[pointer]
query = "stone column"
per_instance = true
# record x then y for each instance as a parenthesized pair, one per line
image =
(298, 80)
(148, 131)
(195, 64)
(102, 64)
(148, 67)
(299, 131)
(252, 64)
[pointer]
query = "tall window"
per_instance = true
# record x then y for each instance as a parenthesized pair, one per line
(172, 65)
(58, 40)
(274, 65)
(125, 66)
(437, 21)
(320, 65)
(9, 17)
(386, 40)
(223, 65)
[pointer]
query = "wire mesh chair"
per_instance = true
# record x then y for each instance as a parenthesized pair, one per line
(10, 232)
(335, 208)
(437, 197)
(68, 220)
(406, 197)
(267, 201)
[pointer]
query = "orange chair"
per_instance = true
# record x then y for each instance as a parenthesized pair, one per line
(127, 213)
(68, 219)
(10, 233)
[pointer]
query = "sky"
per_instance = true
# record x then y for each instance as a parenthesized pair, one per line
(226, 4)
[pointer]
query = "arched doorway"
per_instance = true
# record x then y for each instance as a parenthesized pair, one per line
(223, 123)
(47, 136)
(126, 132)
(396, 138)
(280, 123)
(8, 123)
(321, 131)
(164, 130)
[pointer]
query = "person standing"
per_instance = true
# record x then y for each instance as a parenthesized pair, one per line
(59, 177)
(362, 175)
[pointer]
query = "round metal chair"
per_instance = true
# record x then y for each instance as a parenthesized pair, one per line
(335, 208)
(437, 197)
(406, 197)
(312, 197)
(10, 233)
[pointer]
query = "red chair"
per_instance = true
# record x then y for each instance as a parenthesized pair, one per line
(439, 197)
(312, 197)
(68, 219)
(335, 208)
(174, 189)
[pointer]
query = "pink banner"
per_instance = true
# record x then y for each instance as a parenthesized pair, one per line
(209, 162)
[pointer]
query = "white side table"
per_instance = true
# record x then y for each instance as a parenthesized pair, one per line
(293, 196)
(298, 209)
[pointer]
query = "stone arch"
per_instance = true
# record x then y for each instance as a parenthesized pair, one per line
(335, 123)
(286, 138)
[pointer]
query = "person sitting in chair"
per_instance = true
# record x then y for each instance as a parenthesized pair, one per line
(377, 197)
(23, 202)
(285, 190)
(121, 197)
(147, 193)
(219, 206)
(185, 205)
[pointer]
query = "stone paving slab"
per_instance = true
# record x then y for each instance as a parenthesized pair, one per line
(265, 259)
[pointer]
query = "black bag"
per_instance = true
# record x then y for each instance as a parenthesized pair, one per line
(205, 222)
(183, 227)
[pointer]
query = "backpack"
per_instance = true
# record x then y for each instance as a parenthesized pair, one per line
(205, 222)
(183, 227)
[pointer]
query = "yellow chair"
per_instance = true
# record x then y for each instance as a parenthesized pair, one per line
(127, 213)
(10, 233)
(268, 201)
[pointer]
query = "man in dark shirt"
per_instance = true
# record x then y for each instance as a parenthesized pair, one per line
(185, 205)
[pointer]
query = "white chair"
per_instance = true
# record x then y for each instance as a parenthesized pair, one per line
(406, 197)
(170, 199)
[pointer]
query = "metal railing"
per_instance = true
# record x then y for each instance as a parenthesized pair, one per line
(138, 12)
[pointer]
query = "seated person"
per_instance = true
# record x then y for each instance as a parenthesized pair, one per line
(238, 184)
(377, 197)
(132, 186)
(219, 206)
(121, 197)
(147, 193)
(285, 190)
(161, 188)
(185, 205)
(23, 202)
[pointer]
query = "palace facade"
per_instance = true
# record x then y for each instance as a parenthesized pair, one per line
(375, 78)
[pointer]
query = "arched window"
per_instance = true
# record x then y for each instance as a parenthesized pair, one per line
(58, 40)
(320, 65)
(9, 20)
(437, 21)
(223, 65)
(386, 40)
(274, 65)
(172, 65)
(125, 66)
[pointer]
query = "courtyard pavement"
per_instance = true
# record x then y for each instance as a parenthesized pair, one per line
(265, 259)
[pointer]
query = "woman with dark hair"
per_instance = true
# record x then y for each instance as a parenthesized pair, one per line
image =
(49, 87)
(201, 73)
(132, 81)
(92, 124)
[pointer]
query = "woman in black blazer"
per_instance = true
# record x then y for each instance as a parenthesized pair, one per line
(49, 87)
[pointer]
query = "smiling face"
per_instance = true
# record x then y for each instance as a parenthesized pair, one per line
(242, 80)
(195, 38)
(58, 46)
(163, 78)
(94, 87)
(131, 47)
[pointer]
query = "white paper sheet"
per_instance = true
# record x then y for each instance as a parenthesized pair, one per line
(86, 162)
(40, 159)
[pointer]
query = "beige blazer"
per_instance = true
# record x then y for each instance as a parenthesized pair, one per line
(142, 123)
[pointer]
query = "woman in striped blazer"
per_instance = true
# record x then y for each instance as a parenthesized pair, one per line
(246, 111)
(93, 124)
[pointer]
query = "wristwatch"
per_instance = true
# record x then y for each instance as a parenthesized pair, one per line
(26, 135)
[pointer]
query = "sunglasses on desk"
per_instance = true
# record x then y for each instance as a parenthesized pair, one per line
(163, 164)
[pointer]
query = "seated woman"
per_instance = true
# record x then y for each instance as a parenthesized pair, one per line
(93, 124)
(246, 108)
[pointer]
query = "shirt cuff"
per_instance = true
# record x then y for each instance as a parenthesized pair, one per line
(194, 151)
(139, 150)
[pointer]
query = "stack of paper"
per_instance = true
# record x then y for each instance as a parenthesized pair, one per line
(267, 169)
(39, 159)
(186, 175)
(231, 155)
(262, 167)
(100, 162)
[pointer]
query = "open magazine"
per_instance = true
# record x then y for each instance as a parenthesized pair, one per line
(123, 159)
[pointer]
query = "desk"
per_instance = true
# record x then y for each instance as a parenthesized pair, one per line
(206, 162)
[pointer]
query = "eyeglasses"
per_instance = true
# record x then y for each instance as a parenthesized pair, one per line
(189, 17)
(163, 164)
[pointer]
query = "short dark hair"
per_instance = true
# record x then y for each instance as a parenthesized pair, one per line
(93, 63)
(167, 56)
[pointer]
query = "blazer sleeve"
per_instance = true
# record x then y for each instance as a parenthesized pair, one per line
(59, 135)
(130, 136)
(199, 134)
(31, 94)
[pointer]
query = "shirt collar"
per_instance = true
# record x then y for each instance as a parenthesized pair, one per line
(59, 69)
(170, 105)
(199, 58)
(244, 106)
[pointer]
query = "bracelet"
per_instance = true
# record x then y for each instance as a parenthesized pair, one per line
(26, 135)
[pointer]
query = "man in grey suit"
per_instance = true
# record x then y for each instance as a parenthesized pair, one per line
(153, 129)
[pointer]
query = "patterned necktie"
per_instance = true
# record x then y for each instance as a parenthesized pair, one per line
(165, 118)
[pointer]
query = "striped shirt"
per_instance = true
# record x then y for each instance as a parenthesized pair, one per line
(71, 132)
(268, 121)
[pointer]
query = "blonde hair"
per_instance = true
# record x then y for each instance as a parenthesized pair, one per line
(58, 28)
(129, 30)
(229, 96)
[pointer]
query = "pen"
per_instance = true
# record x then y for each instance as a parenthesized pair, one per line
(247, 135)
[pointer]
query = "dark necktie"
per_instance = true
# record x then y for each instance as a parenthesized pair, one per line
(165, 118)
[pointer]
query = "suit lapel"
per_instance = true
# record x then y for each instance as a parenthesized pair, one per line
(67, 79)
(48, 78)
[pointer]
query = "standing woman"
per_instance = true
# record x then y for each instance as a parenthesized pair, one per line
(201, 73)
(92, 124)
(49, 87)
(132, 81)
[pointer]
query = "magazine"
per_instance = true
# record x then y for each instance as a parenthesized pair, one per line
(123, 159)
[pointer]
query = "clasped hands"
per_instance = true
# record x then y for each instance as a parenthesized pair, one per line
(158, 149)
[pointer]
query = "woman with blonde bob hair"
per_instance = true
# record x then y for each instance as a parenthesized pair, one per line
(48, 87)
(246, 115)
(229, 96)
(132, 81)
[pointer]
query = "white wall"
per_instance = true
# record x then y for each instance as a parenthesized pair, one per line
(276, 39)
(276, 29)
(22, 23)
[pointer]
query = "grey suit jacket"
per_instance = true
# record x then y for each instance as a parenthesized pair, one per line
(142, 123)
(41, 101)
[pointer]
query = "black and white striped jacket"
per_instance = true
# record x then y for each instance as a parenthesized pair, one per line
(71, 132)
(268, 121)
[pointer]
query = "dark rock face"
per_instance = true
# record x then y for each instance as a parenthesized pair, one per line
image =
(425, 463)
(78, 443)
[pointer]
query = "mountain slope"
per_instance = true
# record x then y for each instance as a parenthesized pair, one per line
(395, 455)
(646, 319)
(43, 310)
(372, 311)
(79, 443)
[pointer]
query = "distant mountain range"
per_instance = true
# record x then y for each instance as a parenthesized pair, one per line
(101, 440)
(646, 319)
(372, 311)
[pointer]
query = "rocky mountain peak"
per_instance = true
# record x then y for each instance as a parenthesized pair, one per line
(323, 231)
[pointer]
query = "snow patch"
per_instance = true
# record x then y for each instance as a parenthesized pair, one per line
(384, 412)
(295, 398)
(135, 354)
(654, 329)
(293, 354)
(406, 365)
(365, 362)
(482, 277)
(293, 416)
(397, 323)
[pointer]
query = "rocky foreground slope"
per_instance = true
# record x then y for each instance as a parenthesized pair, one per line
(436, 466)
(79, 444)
━━━━━━━━━━━━━━━━━━━━━━━━━━━━━━
### [What the exercise asks]
Find every line in the records above that contains the string "black" and copy each one in full. Matching is case-sensitive.

### [Output for this task]
query = "black bag"
query = "woman in black blazer"
query = "black and white striped jacket"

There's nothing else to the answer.